• WHAT IS REQUIRED
Using the entries below, write out the line with "Target: wolf front leg", the line with "Target: wolf head", and every line in between, exactly as each is written.

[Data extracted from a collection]
○ ○ ○

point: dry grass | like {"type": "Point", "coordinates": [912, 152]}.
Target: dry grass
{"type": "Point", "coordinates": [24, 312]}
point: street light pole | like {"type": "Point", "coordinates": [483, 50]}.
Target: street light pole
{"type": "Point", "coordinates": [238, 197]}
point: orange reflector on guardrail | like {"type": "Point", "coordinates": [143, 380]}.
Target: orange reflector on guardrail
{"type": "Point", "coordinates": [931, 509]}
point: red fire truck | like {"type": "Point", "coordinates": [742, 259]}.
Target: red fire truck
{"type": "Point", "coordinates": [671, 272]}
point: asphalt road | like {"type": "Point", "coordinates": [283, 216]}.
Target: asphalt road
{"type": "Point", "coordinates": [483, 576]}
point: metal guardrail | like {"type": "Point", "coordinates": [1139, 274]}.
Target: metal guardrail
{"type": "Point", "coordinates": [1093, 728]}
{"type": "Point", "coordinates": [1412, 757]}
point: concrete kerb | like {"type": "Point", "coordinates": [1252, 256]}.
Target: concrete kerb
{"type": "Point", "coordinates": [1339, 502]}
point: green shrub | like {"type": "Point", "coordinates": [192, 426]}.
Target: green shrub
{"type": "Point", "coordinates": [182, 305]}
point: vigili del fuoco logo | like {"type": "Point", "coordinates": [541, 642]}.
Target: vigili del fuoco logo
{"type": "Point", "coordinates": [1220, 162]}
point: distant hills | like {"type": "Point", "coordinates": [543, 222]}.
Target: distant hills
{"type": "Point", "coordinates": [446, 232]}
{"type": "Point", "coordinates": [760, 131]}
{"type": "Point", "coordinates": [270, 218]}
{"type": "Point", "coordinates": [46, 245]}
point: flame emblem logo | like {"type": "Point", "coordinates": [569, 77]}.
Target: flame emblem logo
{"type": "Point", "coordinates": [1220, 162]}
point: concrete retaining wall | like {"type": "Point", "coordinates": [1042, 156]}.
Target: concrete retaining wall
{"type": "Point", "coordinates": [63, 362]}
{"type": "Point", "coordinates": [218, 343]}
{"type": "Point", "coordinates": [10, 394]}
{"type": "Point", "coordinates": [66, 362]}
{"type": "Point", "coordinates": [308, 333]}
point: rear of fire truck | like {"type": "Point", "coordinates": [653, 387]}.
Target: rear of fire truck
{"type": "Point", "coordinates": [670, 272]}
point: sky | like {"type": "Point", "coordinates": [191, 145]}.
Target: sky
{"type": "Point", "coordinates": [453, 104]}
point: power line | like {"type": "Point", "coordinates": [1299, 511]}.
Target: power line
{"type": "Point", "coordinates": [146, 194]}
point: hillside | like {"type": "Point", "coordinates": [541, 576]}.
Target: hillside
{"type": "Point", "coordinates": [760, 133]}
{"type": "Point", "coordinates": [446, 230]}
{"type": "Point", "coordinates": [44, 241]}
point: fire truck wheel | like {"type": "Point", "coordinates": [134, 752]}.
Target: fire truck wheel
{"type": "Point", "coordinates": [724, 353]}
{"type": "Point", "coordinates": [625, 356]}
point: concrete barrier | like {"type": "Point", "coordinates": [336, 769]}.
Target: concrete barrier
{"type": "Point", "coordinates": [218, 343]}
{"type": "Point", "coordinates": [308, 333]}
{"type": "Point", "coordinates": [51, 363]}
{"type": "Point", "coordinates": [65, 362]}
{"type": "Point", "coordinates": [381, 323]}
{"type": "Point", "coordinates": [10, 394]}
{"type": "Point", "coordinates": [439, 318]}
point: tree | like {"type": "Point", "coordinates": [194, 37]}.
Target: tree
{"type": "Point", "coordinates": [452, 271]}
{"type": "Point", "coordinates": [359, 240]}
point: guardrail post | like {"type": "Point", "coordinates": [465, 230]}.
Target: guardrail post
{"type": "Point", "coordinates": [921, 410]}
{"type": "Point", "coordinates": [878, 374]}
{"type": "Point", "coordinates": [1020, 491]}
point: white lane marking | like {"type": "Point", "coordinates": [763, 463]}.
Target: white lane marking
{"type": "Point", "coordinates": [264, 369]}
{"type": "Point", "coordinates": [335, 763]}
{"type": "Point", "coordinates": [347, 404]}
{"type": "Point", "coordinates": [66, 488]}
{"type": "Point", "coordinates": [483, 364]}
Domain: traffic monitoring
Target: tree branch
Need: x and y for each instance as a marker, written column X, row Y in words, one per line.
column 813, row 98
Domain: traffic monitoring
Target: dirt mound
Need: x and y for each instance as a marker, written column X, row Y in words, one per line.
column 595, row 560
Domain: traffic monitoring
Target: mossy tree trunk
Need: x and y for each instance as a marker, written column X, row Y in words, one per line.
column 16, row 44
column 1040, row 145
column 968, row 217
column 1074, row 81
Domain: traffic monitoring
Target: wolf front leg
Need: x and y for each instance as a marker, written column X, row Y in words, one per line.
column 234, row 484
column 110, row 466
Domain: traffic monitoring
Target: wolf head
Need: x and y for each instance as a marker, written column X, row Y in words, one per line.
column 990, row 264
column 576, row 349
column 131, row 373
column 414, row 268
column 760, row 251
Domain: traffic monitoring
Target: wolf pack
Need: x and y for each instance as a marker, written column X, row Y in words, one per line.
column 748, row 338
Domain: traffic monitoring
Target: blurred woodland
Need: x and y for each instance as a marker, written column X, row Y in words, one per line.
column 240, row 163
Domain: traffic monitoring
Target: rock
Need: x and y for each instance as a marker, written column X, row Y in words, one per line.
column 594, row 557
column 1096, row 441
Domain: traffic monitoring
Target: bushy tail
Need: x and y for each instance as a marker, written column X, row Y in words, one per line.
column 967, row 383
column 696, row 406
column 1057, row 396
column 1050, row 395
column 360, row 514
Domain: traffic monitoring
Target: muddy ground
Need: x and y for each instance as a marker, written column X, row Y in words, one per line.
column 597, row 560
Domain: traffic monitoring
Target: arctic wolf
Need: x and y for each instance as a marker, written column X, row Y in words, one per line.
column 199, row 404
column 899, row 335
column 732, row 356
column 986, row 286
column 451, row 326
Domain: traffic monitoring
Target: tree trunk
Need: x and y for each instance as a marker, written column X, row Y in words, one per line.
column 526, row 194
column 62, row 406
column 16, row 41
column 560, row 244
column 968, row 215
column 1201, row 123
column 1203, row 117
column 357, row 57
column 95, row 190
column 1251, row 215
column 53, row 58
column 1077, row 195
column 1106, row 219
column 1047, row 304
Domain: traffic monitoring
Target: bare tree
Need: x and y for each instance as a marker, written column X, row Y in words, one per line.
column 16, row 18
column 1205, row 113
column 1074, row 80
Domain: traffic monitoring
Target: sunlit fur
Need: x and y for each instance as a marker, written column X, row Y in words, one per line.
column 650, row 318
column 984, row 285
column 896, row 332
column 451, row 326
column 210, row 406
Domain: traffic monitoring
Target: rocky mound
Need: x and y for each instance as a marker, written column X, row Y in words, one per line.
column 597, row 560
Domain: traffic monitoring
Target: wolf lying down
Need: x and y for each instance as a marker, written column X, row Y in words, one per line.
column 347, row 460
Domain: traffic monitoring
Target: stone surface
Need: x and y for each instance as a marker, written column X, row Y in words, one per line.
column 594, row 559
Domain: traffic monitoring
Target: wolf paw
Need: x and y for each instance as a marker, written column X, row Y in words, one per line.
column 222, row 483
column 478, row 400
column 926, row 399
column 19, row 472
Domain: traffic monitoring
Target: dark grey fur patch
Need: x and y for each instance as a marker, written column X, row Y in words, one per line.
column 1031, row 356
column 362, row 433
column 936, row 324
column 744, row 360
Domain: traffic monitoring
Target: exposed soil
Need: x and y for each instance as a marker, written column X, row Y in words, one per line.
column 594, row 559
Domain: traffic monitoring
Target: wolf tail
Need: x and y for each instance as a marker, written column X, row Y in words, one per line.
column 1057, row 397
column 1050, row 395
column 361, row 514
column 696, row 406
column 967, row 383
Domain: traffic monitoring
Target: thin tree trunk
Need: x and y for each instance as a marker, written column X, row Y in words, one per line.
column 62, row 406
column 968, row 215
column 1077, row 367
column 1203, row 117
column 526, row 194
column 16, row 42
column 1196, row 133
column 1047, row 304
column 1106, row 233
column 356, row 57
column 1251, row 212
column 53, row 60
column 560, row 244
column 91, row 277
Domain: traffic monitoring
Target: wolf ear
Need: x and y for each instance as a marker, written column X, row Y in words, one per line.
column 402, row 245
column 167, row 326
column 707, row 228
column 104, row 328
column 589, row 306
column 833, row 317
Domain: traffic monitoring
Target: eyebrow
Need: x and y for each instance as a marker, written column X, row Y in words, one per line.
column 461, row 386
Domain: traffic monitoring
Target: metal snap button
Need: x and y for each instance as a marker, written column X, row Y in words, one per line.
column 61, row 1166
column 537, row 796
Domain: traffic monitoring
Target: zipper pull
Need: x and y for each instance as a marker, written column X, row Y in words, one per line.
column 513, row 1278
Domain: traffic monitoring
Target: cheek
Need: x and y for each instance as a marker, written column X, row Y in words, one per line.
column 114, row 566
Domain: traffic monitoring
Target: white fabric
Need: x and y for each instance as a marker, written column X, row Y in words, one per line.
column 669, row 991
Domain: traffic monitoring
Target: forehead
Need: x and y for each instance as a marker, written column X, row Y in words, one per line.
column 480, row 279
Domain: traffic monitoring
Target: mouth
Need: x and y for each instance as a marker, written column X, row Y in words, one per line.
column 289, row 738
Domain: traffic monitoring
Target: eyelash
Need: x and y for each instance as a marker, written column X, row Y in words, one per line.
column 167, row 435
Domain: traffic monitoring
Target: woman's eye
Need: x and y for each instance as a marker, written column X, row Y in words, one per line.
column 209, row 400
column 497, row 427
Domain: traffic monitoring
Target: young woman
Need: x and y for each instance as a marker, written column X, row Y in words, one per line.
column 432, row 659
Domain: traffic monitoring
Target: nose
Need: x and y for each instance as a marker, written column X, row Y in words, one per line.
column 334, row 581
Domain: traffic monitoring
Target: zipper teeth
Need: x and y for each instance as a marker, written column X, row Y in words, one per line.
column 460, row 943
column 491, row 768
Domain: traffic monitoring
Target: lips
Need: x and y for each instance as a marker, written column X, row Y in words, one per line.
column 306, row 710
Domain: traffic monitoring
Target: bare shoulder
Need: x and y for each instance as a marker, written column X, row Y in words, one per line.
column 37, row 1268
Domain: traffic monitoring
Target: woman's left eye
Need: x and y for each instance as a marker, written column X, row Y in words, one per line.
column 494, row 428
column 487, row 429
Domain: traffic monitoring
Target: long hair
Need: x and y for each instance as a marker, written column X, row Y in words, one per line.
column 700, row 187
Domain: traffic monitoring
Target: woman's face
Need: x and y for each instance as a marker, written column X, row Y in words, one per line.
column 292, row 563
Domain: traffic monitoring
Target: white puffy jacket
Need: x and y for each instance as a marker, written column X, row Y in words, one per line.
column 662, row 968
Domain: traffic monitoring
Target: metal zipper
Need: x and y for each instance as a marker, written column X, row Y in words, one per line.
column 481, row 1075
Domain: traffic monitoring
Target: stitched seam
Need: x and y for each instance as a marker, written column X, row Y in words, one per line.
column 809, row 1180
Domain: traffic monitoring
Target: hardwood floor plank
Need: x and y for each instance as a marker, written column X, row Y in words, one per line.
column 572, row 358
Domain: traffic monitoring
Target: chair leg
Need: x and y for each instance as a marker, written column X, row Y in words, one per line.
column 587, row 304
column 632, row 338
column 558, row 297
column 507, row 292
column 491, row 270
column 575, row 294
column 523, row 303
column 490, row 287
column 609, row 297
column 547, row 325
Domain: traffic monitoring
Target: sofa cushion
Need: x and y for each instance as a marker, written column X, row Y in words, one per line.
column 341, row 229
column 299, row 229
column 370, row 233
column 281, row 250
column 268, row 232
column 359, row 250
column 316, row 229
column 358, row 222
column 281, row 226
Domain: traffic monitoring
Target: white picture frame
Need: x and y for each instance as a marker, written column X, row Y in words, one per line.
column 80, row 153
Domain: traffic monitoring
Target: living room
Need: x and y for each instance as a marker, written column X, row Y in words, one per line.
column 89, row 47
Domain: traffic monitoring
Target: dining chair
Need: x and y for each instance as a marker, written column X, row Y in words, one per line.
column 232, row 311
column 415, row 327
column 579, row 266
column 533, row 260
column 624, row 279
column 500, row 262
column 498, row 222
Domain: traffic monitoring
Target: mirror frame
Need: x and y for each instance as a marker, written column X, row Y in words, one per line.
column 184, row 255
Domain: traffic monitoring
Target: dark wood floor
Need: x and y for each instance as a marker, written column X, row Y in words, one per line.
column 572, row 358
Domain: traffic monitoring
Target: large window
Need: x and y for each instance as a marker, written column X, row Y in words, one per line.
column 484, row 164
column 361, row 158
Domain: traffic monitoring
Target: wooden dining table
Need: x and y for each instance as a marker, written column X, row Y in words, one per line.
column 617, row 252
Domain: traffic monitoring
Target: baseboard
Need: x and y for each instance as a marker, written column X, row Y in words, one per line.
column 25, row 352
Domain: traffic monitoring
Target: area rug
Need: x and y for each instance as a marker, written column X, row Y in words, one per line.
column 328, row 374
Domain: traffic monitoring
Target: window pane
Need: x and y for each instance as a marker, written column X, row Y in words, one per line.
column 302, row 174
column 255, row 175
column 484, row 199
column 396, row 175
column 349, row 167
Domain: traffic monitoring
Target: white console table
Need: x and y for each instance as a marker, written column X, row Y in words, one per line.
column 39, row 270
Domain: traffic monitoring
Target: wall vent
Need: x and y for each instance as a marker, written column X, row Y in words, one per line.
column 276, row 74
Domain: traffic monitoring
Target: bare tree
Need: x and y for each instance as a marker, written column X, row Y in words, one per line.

○ ○ ○

• WRITTEN RESPONSE
Target: wolf front leg
Need: x and y for each instance as a marker, written column X, row Y in words, one per line.
column 234, row 484
column 110, row 466
Domain: traffic monitoring
Target: wolf head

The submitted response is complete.